_TASK TO COMPLETE_
Copy the lines of the data below word for word, starting at the line that contains "dry bush in the photo above." and ending at the line that contains "x=1084, y=431". Include both of those lines.

_STORED DATA_
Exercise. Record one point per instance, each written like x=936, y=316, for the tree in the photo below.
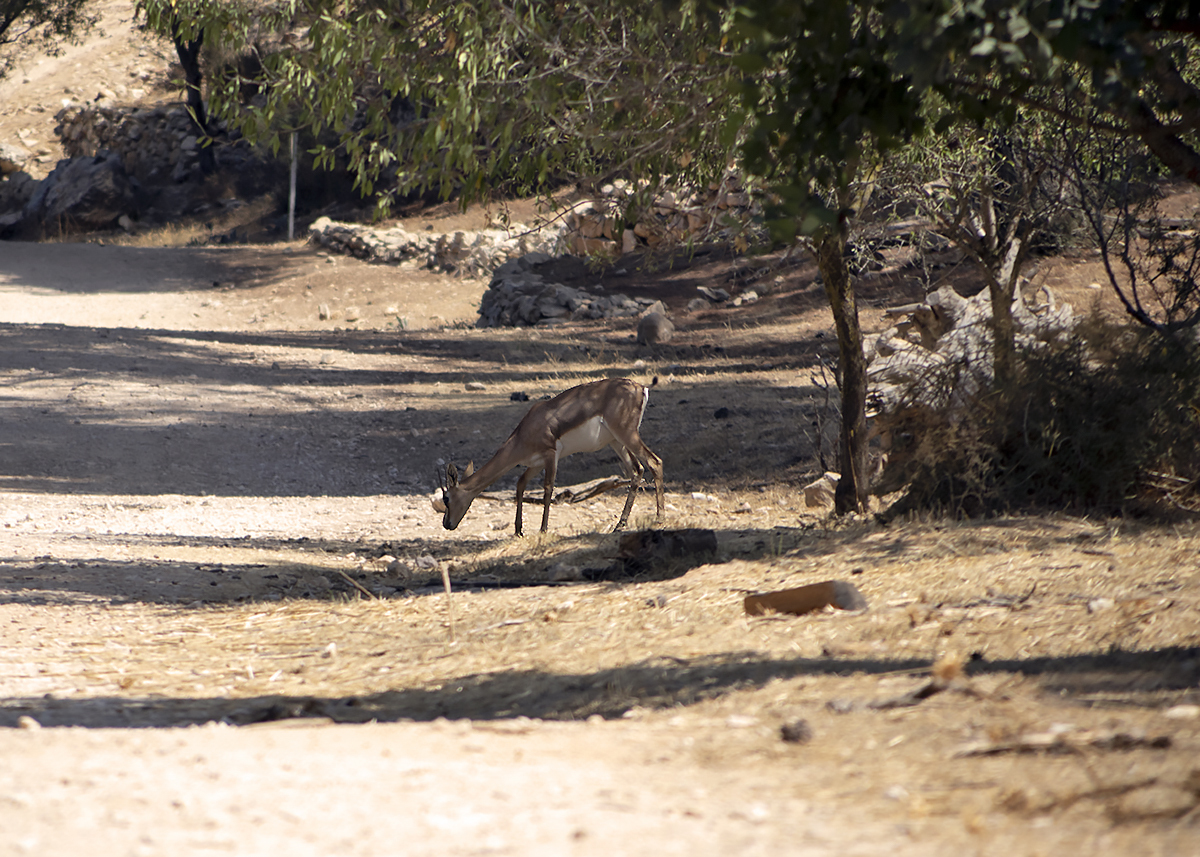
x=174, y=19
x=823, y=107
x=461, y=99
x=1122, y=69
x=42, y=25
x=528, y=93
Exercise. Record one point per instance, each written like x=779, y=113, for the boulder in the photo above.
x=82, y=193
x=12, y=157
x=654, y=329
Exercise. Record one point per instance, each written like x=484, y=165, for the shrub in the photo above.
x=1080, y=430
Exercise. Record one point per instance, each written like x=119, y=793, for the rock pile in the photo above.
x=606, y=226
x=155, y=145
x=519, y=297
x=939, y=355
x=123, y=165
x=467, y=253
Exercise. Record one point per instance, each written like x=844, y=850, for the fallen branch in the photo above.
x=358, y=586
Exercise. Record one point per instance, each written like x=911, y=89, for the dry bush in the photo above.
x=1087, y=427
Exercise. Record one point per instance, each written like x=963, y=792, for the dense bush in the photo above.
x=1084, y=431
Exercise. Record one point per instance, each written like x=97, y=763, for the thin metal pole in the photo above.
x=292, y=192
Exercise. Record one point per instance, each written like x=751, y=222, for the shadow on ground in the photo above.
x=655, y=684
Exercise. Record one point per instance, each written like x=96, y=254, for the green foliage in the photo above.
x=41, y=24
x=461, y=99
x=823, y=101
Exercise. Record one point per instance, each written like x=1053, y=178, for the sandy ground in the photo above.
x=223, y=628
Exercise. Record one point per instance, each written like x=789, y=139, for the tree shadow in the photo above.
x=654, y=684
x=145, y=412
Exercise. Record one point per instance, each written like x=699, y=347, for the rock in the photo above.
x=654, y=329
x=821, y=491
x=88, y=193
x=718, y=295
x=13, y=157
x=796, y=732
x=562, y=573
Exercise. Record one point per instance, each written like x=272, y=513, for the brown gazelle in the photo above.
x=583, y=419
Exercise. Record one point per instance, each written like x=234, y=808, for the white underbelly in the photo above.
x=587, y=437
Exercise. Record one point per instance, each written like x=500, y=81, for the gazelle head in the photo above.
x=455, y=501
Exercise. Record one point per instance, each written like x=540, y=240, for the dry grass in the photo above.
x=1038, y=597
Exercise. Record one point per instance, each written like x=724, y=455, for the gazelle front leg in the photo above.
x=521, y=483
x=634, y=471
x=551, y=472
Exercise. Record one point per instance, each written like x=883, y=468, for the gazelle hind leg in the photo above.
x=633, y=468
x=521, y=483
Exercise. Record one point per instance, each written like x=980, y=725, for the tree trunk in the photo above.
x=1002, y=287
x=852, y=487
x=190, y=59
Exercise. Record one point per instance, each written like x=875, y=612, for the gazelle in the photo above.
x=583, y=419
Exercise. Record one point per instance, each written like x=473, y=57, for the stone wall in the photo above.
x=155, y=145
x=466, y=253
x=606, y=226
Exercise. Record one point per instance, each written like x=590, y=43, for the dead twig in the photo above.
x=358, y=586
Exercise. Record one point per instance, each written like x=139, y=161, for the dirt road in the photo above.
x=222, y=627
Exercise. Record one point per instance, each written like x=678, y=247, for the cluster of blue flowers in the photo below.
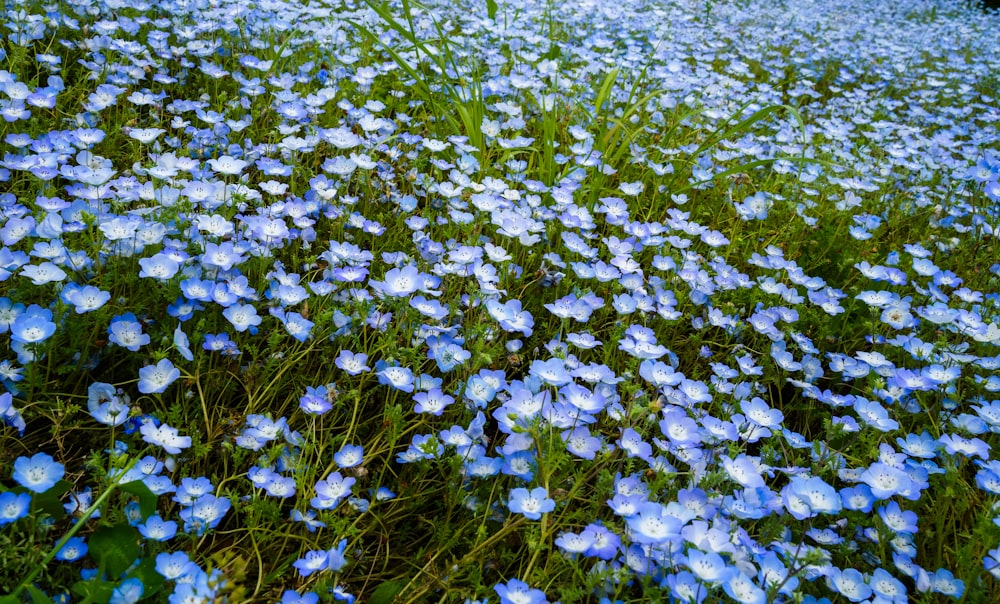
x=635, y=310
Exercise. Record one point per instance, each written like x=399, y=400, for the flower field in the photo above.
x=499, y=301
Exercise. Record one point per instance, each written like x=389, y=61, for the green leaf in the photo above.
x=147, y=500
x=37, y=596
x=386, y=591
x=93, y=590
x=49, y=502
x=115, y=548
x=152, y=581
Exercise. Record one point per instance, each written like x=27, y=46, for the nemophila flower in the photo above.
x=37, y=473
x=74, y=549
x=849, y=583
x=685, y=588
x=308, y=518
x=157, y=529
x=154, y=379
x=742, y=589
x=166, y=437
x=315, y=401
x=160, y=267
x=897, y=519
x=293, y=597
x=280, y=486
x=434, y=401
x=43, y=273
x=85, y=298
x=353, y=364
x=396, y=377
x=991, y=562
x=313, y=561
x=32, y=326
x=349, y=456
x=331, y=491
x=652, y=524
x=175, y=566
x=242, y=317
x=8, y=413
x=806, y=497
x=129, y=591
x=205, y=513
x=106, y=406
x=532, y=504
x=13, y=506
x=399, y=282
x=126, y=331
x=574, y=543
x=743, y=470
x=970, y=447
x=516, y=591
x=858, y=497
x=886, y=481
x=709, y=567
x=227, y=165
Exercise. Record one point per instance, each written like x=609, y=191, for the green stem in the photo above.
x=70, y=533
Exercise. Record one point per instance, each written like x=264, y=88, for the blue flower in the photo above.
x=157, y=529
x=518, y=592
x=293, y=597
x=651, y=524
x=242, y=317
x=39, y=473
x=13, y=506
x=154, y=379
x=532, y=504
x=175, y=566
x=126, y=331
x=849, y=583
x=166, y=437
x=128, y=592
x=353, y=364
x=32, y=326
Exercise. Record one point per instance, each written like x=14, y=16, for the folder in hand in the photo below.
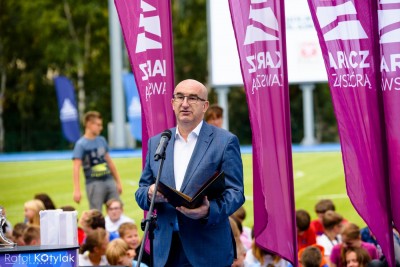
x=213, y=188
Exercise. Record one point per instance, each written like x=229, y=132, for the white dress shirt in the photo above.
x=183, y=151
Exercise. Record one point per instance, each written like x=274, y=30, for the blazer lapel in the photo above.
x=204, y=139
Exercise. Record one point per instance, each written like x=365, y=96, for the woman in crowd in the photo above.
x=356, y=257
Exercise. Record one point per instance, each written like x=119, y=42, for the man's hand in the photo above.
x=159, y=197
x=197, y=213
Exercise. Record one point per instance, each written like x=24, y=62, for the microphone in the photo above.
x=165, y=136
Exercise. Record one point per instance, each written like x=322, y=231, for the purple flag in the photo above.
x=147, y=30
x=67, y=107
x=133, y=107
x=259, y=27
x=347, y=31
x=146, y=26
x=389, y=30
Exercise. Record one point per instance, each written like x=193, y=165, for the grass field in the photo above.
x=316, y=176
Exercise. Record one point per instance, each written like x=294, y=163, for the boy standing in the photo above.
x=91, y=152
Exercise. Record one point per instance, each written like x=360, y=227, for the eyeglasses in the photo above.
x=114, y=208
x=192, y=99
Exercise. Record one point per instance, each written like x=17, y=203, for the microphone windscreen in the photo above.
x=167, y=133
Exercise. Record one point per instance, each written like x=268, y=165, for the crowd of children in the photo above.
x=327, y=241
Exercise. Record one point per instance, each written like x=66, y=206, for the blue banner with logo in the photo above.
x=67, y=107
x=133, y=107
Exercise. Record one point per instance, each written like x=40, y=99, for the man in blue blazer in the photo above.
x=200, y=236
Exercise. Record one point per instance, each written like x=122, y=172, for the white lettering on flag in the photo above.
x=345, y=30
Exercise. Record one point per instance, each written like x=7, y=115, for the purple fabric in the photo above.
x=347, y=32
x=147, y=30
x=389, y=30
x=260, y=37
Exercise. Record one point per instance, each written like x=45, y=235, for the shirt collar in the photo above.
x=196, y=131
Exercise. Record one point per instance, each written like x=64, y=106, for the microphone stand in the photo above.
x=150, y=223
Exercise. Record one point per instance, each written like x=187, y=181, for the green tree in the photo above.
x=41, y=39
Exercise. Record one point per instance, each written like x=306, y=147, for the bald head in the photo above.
x=189, y=104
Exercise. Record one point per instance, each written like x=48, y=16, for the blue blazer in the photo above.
x=205, y=242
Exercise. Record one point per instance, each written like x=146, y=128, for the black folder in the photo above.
x=213, y=188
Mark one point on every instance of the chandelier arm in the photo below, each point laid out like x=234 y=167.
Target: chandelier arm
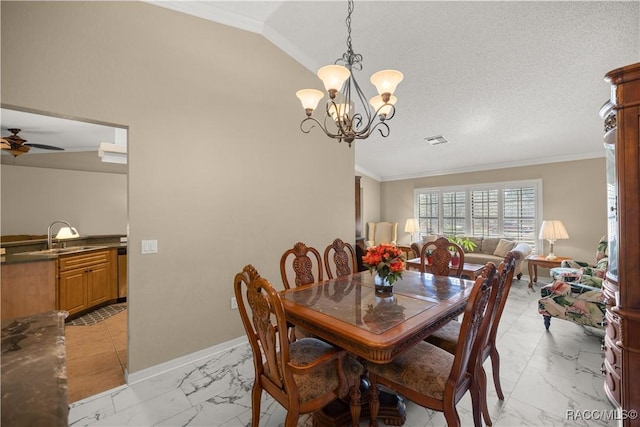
x=343 y=122
x=321 y=126
x=381 y=126
x=365 y=106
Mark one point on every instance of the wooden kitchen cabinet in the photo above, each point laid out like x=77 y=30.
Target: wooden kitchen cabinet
x=85 y=281
x=27 y=288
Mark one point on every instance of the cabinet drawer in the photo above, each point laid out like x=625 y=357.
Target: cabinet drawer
x=83 y=260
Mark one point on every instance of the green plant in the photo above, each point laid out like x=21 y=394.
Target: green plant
x=465 y=243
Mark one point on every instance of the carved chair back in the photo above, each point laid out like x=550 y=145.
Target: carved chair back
x=441 y=258
x=340 y=257
x=298 y=265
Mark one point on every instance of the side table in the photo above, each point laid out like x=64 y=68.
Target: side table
x=540 y=260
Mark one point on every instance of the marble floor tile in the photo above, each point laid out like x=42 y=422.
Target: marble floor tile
x=543 y=374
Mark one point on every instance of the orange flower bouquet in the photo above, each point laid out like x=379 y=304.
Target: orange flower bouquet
x=387 y=261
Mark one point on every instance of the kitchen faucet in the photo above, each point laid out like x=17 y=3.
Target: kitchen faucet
x=49 y=237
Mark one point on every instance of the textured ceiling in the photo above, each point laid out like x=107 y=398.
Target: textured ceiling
x=507 y=83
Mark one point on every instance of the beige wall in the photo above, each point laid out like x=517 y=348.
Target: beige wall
x=219 y=172
x=370 y=201
x=574 y=192
x=32 y=198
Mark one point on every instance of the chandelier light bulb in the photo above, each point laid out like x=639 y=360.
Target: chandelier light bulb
x=342 y=113
x=386 y=81
x=333 y=77
x=309 y=99
x=383 y=108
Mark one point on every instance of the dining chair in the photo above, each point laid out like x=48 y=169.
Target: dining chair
x=344 y=259
x=304 y=375
x=434 y=378
x=448 y=336
x=440 y=259
x=301 y=262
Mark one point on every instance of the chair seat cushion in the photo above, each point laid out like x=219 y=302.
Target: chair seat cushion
x=424 y=368
x=446 y=337
x=325 y=378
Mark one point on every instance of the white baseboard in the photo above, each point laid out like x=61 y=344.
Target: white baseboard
x=144 y=374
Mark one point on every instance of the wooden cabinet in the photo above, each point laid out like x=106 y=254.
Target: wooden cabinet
x=27 y=288
x=621 y=288
x=85 y=280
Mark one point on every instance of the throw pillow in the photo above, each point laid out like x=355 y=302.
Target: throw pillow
x=504 y=246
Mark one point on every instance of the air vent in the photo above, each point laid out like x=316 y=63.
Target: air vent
x=437 y=140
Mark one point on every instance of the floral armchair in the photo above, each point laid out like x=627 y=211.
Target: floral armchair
x=576 y=293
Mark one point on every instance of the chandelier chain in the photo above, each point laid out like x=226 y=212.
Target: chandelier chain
x=350 y=59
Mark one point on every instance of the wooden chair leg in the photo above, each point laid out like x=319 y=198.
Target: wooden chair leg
x=482 y=398
x=374 y=402
x=495 y=368
x=256 y=396
x=355 y=405
x=451 y=415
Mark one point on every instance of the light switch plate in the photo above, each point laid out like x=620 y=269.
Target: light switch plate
x=149 y=246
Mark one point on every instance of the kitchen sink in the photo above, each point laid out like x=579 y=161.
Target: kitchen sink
x=58 y=251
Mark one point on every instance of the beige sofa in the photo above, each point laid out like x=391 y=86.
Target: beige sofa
x=488 y=249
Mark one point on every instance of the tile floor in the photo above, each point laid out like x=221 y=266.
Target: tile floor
x=544 y=375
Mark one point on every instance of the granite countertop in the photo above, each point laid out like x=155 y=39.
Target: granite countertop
x=34 y=377
x=16 y=250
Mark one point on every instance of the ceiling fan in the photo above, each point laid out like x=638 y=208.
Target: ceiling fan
x=17 y=146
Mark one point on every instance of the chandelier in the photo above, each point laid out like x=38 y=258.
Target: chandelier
x=342 y=119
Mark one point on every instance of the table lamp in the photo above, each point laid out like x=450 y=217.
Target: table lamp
x=411 y=226
x=552 y=231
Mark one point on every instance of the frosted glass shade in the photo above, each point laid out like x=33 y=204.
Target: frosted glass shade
x=377 y=102
x=553 y=230
x=309 y=98
x=333 y=77
x=386 y=81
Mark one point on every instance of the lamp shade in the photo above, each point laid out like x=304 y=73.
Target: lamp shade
x=386 y=81
x=553 y=230
x=333 y=76
x=67 y=233
x=411 y=226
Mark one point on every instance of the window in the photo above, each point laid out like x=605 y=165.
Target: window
x=507 y=209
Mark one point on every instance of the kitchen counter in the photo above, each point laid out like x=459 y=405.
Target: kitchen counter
x=34 y=377
x=15 y=248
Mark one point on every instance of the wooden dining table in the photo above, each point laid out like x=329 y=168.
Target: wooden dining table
x=348 y=313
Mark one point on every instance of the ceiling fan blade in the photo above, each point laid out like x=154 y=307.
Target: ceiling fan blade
x=45 y=147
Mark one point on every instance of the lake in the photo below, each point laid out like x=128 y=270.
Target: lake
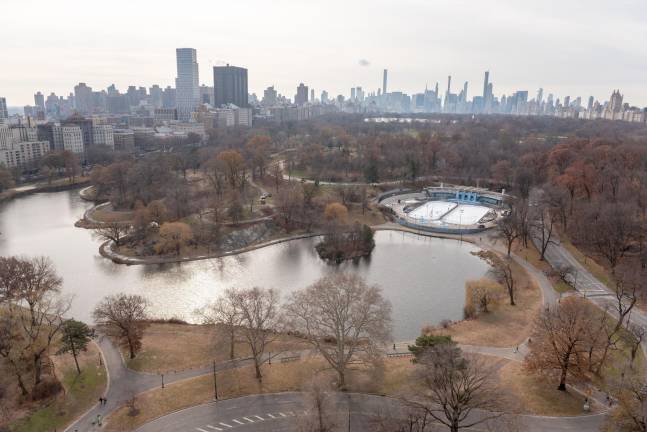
x=423 y=277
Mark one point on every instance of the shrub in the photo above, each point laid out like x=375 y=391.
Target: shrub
x=48 y=387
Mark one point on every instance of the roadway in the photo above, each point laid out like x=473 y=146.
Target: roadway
x=355 y=412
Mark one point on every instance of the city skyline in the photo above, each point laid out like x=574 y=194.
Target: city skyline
x=568 y=61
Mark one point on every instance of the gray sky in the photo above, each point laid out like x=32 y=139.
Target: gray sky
x=569 y=47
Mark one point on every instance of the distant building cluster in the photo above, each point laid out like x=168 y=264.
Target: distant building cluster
x=485 y=102
x=123 y=121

_EXERCISE RESULT_
Exercise. Record one point per instance, each written like x=911, y=89, for the dry bush in the photo above.
x=1087, y=427
Exercise. Record one point per instance, each written like x=963, y=792, for the dense bush in the photo above.
x=1084, y=431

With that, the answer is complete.